* **Task brief**
Take the line that contains "Each instance of the multi-story" and all lines after it, up to and including the last line of the data, and write them out exactly; nothing else belongs in the answer.

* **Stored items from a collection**

* * * * *

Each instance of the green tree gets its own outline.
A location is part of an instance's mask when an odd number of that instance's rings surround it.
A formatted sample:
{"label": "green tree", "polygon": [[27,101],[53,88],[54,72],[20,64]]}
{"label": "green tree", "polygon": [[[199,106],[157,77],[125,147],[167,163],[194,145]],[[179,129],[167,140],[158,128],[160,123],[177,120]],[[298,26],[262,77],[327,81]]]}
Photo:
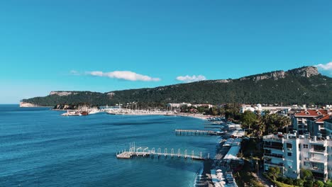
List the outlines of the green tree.
{"label": "green tree", "polygon": [[324,187],[324,183],[320,181],[316,181],[314,183],[314,187]]}
{"label": "green tree", "polygon": [[301,178],[304,181],[312,179],[312,171],[309,169],[301,169],[300,171]]}
{"label": "green tree", "polygon": [[311,180],[306,181],[304,182],[304,184],[303,186],[304,186],[304,187],[312,187],[312,186],[314,186],[314,181],[311,181]]}
{"label": "green tree", "polygon": [[255,128],[254,125],[256,124],[257,115],[251,111],[245,111],[240,118],[243,127],[247,128]]}
{"label": "green tree", "polygon": [[297,186],[303,186],[304,184],[304,181],[301,178],[295,179],[294,180],[293,184]]}
{"label": "green tree", "polygon": [[269,171],[267,174],[274,181],[277,179],[280,174],[280,169],[278,167],[269,167]]}

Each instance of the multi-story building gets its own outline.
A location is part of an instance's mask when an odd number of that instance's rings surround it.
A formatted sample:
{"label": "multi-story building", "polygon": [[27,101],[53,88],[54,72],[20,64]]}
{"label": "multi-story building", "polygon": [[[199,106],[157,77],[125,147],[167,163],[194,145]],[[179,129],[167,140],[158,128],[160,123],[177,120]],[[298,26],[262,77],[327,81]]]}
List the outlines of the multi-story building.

* * * * *

* **Final result**
Each instance of the multi-story building gets its own outline.
A location is part of an instance's mask when an odd number of that instance's rings surround it.
A formatted sample:
{"label": "multi-story building", "polygon": [[27,101],[53,88],[54,72],[20,64]]}
{"label": "multi-story building", "polygon": [[[199,106],[157,77],[125,147],[167,163],[194,145]],[[179,129],[167,140],[158,128],[160,123],[177,120]],[[298,26],[262,77],[327,81]]]}
List the outlines of the multi-story building.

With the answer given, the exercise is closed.